→ **YOUR ASSIGNMENT**:
Could you give the data below again, exactly and completely?
*** RECORDED INFORMATION Section Begins ***
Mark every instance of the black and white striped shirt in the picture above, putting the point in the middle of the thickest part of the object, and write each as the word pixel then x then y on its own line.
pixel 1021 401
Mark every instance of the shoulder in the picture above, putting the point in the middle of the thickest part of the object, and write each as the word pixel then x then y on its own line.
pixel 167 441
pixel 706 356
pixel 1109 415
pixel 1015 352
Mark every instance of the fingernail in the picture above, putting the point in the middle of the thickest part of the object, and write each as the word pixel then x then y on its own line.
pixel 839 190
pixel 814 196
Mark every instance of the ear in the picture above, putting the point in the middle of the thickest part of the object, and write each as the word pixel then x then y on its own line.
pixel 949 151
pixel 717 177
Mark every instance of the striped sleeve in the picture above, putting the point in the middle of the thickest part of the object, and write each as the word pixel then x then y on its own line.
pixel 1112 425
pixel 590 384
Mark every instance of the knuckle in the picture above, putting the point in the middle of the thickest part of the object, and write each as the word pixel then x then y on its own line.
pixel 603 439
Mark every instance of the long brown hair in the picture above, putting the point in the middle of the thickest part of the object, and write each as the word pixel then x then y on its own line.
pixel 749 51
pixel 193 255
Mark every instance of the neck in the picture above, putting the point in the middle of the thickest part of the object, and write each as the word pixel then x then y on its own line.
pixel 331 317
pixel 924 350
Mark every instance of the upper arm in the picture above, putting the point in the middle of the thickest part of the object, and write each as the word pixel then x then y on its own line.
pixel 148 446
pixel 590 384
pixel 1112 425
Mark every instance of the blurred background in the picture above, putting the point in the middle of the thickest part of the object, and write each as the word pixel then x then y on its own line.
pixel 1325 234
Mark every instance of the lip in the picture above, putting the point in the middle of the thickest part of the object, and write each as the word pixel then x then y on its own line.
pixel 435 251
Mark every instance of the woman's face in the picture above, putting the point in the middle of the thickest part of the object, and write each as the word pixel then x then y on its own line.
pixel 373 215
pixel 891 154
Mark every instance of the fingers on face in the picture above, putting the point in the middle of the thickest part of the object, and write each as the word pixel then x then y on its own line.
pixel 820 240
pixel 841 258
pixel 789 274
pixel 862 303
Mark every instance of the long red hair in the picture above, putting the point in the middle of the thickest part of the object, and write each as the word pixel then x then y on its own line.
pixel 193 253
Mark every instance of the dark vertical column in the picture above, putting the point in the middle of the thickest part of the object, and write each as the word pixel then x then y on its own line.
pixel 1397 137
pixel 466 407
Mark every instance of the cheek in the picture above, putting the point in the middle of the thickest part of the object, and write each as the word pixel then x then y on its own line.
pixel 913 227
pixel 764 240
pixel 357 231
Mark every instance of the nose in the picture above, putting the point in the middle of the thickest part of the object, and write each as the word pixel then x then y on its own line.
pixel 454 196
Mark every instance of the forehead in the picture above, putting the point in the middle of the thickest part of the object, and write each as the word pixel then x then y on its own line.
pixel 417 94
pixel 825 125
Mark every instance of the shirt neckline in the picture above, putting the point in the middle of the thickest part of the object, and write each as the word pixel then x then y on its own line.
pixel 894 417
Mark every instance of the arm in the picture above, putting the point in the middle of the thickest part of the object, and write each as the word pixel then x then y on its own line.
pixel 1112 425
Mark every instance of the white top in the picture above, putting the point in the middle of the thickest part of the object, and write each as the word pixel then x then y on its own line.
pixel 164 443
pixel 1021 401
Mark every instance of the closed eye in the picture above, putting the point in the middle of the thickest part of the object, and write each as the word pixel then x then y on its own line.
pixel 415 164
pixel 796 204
*** RECORDED INFORMATION Section Ends ***
→ **ANSWER TO THIS TASK**:
Mark every instance of the black and white striped shirt in the picture above, putting the point in the middle of the thickest part of the object, and write each as the word pixel then x then y on its own line.
pixel 1021 401
Mark every instance of the shoulder in the picture above, putting the point in the middle of the thickest part of the object, and write each as the word pixel then x then y on its own line.
pixel 167 441
pixel 706 356
pixel 1109 415
pixel 1015 352
Mark every instance of the fingernail in the picture above, putting the point in the middle of the thickest part of the object, and write each as the word pixel then x then y on its own line.
pixel 839 190
pixel 814 196
Mark every instance of the ear in the picture above, putting the point in the middle of the thickest part of the object, and write each as the word pixel then x then y on its own line.
pixel 949 151
pixel 717 177
Mark every instance of the striped sleeve in the picture above, putting the point in the middle of the thickest part of the object, and write each as the word pixel then x then y on its own line.
pixel 1112 425
pixel 590 384
Mark every instance of the knuckle in the picture above, putting the point in the middle of the thickest part of the object, and write each as the word pixel then x then y on its own line.
pixel 603 439
Mark every instance of the long brown hair in the picture above, putting the point in the middle of the thickest part of the object, and write each as the word pixel then x then y on its own line.
pixel 749 51
pixel 193 255
Mark every instance of the neck in the picture above, putting the point in the middle of the thickest part of the object, and write each as the word pixel then x then y on its own line.
pixel 331 317
pixel 924 350
Mark every instance of the upper arm in the picture above, putting the point in the middle of the thickest part of the object, and write each as the word pixel then x then y on its own line.
pixel 148 446
pixel 590 384
pixel 1112 425
Mark every instance of the blurred background in the picture above, putting the point in the middle of the thickest part of the object, and write each as the word pixel then x then y on its own line.
pixel 1325 234
Mark every instance of the lip in the picture above, putting the point in the middle of the thickest part of the object, and write each as the word pixel then x then y on its own line.
pixel 435 251
Mark every instance of the woman's face in the picture above, putting the point in the middle of the thickest part of the object, and write each as the word pixel then x then y on its own line.
pixel 373 215
pixel 891 154
Mark every instance of the fingers on face in the picture above, putting the point in the middle of the thickest part of the object, and write each as the word pixel then x then y on its own line.
pixel 820 240
pixel 841 258
pixel 789 274
pixel 862 303
Mark every instance of the long red hair in the picture above, putting the point in the middle of the thickest part of the object, and write each as the word pixel then x then y on its own line.
pixel 193 253
Mark every instance of the dark vertical column in the picture above, putting the point in the middle of the thickest part of the object, and write each as the word pixel then x then y on its own line.
pixel 1397 137
pixel 466 407
Mark every instance of the cheek in the picture above, putting the point in the middle of the thickest part of the object, and write each as the word pixel then x then y on its own line.
pixel 913 227
pixel 764 240
pixel 357 231
Mark every instance of the nose in the picture above, putting the point in the middle of the thickest part of the object, and write each as the word pixel then x then y on its own line.
pixel 454 196
Mark every instance of the forehead in the picture above, putting the point in the middle of the thickest part of the object, and write each as the word pixel then x then y on its own line.
pixel 417 94
pixel 825 125
Mark every instance of the shirt neckline in the picture above, putting the point in the middle of the thickest part of the object, and write each as the word pixel then x then y on its own line.
pixel 894 417
Mark every instance of the arm in the picture above, putting the point in the middle of the thickest part of the object, and write each as the word pixel then x then y on its own line.
pixel 1112 425
Mark every instance of the white top in the picture above, putting the point in the middle of the thickest part of the object, and write each as the word pixel then x then y on its own line.
pixel 164 443
pixel 1021 401
Mark every instance of the closed eye in the picture above, putting the point in the middle of the thickest part of the object, and write each as the word pixel then x then y on its own line.
pixel 415 164
pixel 796 204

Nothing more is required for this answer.